» **YOUR TASK**: Your response should consist of every record, exactly as given.

» **LISTED RECORDS**:
--------------------

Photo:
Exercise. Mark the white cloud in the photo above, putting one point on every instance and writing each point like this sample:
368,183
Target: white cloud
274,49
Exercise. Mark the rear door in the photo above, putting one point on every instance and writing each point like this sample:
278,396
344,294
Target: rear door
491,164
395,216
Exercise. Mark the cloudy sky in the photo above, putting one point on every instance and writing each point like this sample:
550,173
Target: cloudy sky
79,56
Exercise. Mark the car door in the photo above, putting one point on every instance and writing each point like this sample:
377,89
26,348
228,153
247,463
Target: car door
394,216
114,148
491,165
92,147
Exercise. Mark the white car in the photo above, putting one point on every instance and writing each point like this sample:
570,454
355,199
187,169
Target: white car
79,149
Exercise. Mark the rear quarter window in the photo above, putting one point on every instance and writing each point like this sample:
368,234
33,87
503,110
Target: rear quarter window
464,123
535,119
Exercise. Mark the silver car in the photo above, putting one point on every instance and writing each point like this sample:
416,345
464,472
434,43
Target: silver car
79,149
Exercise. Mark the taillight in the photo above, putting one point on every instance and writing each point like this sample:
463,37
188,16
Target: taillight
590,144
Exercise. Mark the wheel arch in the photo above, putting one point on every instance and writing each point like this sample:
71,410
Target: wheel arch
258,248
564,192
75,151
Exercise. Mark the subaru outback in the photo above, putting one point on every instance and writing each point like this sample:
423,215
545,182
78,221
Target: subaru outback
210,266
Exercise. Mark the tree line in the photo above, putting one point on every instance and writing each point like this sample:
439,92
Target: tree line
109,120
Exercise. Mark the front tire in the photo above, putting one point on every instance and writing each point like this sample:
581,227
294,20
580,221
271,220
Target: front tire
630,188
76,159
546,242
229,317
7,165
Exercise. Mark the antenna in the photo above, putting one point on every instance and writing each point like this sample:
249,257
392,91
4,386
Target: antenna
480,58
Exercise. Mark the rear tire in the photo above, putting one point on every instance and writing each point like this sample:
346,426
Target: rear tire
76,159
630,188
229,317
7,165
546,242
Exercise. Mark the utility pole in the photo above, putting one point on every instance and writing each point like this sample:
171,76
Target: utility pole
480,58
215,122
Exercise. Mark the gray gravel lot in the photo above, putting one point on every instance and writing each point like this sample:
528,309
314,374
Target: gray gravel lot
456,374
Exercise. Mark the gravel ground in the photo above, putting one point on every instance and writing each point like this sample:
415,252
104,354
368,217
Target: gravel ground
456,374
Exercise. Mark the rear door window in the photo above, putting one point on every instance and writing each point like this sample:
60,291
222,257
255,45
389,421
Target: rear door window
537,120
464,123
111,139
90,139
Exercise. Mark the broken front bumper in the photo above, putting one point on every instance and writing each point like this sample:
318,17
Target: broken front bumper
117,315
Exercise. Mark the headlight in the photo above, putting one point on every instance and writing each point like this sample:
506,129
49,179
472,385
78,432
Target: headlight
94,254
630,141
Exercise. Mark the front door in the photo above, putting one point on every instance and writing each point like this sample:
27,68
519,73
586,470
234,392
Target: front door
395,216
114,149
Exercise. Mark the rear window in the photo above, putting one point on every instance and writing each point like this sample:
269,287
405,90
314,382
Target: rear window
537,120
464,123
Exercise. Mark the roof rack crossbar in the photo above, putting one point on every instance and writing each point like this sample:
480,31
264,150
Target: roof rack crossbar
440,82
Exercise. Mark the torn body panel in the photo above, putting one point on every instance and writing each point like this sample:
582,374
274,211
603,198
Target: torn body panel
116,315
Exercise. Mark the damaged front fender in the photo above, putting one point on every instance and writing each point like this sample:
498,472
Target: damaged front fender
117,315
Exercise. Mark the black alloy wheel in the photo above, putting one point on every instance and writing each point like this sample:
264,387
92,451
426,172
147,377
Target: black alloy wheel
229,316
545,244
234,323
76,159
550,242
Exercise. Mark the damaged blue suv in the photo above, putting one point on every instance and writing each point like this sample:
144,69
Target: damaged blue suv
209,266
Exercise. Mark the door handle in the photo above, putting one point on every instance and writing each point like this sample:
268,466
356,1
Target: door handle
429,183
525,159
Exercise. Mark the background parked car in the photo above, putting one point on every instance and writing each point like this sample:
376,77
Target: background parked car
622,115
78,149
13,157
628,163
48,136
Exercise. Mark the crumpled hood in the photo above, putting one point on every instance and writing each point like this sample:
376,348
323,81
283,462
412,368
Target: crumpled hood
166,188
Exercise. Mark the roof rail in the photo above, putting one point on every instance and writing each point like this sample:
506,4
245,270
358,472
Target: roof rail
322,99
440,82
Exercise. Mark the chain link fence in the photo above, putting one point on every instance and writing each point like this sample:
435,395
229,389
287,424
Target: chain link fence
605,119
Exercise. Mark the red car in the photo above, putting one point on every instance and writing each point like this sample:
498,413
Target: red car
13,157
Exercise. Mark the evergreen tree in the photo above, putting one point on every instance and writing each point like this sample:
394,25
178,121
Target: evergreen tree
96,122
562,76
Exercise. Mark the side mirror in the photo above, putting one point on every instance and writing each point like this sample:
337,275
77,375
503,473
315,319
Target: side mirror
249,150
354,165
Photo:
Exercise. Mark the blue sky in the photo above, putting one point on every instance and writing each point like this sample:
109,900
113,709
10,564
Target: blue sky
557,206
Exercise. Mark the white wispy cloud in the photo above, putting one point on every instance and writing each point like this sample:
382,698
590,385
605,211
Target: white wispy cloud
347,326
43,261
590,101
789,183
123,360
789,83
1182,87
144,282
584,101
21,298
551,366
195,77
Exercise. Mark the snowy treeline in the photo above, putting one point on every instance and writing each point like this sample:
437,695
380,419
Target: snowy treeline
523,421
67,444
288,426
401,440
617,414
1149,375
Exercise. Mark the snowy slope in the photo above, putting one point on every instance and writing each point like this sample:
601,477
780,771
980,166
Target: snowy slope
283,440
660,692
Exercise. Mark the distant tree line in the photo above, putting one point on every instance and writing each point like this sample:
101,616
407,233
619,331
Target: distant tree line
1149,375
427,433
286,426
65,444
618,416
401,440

--------------------

» **EXERCISE ANSWER**:
Photo:
Exercise. Mark the white cloud in the photo above, putting one point on every instance and writing each point like this sample:
368,183
Target: white cloud
274,49
Exercise. Mark the rear door in the photo above, putting one point on every instance and writing each point like this sample:
278,396
344,294
Target: rear door
491,164
395,216
Exercise. Mark the cloudy sky in the photo above, putting one point on every instance and writing each point like this sample:
550,173
Target: cloudy sky
79,56
Exercise. Mark the car door in the photo above, putting one point on every instance and writing each point like this sample:
377,89
26,348
228,153
247,463
Target: car door
394,216
114,148
491,165
92,147
Exercise. Mark the white car in the photo above, putting one point on every instance and writing each point like this sample:
570,454
355,199
187,169
Target: white car
79,149
Exercise. Mark the rear quarter window in the photo above, putting one point on every instance and writing each point like this sample:
368,234
33,87
503,110
Target: rear quarter window
464,123
535,119
Exercise. Mark the silver car in the photo above, putting one point on every instance and writing each point like this sample:
416,345
464,472
434,43
Target: silver car
79,149
Exercise. Mark the taillight in the photo above, putting one point on every instance and writing each point like this sample:
463,37
188,16
Target: taillight
590,144
Exercise. Mark the wheel arch in the photo above, putting one point on every instance and writing each point like this sample:
71,410
Target: wheel arch
258,248
564,192
75,151
Exercise. Mark the subaru outback in the photo above, putting one point on every instance and writing each point like this sample:
423,215
545,182
78,221
Target: subaru outback
210,266
Exercise. Mark the tree line in the photo above, putting one point on every instance and writing each point like this sample:
439,92
Target: tree line
109,120
Exercise. Mark the front tire in the photo above, putting one point on every instance and writing each point like this sample:
581,227
294,20
580,221
271,220
Target: front tire
630,188
76,159
546,242
229,317
7,165
Exercise. Mark the antenna in the photo above, putting one point on every instance and writing each point like this sample:
249,257
392,91
4,386
Target: antenna
480,58
Exercise. Mark the rear tire in the photo above, putting one point on every instance and writing each point like this sample:
346,426
Target: rear tire
76,159
630,188
229,317
7,165
546,242
Exercise. Mark the utility pole in the photo above, putting one point on every instance and writing each point like this sample:
171,76
Target: utility pole
480,58
215,122
Exercise. Mark the gray gravel lot in the photo above, putting one point on every instance and writing each point like this sample:
528,309
314,374
Target: gray gravel lot
456,374
Exercise. Mark the gravel ground in the photo above, putting one point on every instance and writing each point like this sample:
415,252
104,354
368,217
Target: gravel ground
456,374
Exercise. Mark the rear door window in the photo above, putting one point on every instance and writing each point like this sample:
60,291
222,257
255,45
389,421
Target: rear door window
537,120
464,123
111,139
90,139
Exercise. Mark the broken front bumper in the photo above, putting one point on every instance and writing each point like this sample:
318,17
Target: broken front bumper
117,315
Exercise. Mark the headlight in the photo above, putting one point on every instance and writing each point like this sample:
506,129
49,179
472,385
78,432
Target: headlight
94,254
630,141
Exercise. Mark the front door in the photo above, putting one point on every instance and writing each point like this sample:
27,68
519,73
586,470
234,392
Target: front door
395,216
114,149
Exercise. Mark the rear window in the photo above, putting one point on every instance and writing each point like this sample:
269,287
405,90
314,382
Target: rear window
537,120
464,123
Exercise. Mark the roof rack crossbar in the photo above, putting one point on every instance and writing each point like this sample:
480,31
264,150
Target: roof rack crossbar
440,82
Exercise. Mark the torn body panel in the photo above, putting one point on every instance and writing each point like this sample:
582,374
274,211
603,198
Target: torn body panel
116,315
Exercise. Mark the damaged front fender in the photo above, putting one point on every instance and writing each point like this sample:
498,472
Target: damaged front fender
117,315
Exercise. Mark the black alloy wheel in the photo above, putting one point on every instance and writing each point like this sample:
264,387
92,451
426,172
147,377
Target: black alloy wheel
229,316
545,244
234,323
76,159
550,242
Exercise. Mark the damaged blue suv in the photo above, putting one point on every instance and writing each point like this sample:
144,69
Target: damaged blue suv
209,266
Exercise. Mark the door handle in the photo above, putting one point on every instance and writing each point like this sample:
268,466
356,1
Target: door handle
429,183
525,159
Exercise. Mark the background parked car in the photo above, putting one point on every instance and writing each point like this sample:
376,77
Target: background parked car
622,115
78,149
13,157
628,163
48,136
Exercise. Mark the crumpled hood in the photo above, putting one point on every instance and writing each point like this sample:
376,348
323,81
283,462
412,368
Target: crumpled hood
166,188
Exercise. Mark the roof rail in the photo above, putting one point on every instance and writing each point like this sample:
506,4
245,270
358,472
Target: roof rail
322,99
440,82
Exercise. Mark the chain link fence in the photo above, putting one point on every instance and writing each point like this sample:
435,395
229,389
287,424
Target: chain link fence
605,119
Exercise. Mark the red car in the photo above, putting one point on every instance and writing each point like this sample:
498,413
Target: red car
13,157
Exercise. Mark the evergreen tree in the photo above, putting one point on every instance and writing each point like this sample:
394,25
178,121
Target: evergreen tree
96,122
562,76
Exercise. Mark the side mirror in the photo above, putting one point on every instance and writing each point like this sample:
337,275
77,375
503,473
315,319
Target: side mirror
249,150
354,165
Photo:
Exercise. Mark the blue sky in the photo above, putting one point on every instance and writing each point like this sample:
109,900
113,709
10,564
Target: blue sky
557,206
Exercise. Mark the white wispy cloud in the photo above, putting one point on every instance and writing each point like this sample:
382,698
590,385
605,211
Target: white wispy cloud
347,326
43,261
590,101
789,183
123,360
789,83
1182,87
144,282
584,101
21,298
551,366
195,77
Exercise. Mark the snowy treeline in the photo above, putting one point on every instance and writing each point like this sample:
437,695
380,419
Target: snowy treeline
523,421
67,444
288,426
401,440
617,414
1149,375
Exercise. Mark the snowy slope in the photo above, putting one point on every instance and writing each point like this sample:
601,477
780,771
980,166
Target: snowy slope
283,440
660,692
Exercise. Mark the distant tree line in the photo above, putting one point on every instance and writing each point like this sample:
101,616
407,233
619,331
Target: distant tree line
1149,375
427,433
286,426
65,444
618,416
401,440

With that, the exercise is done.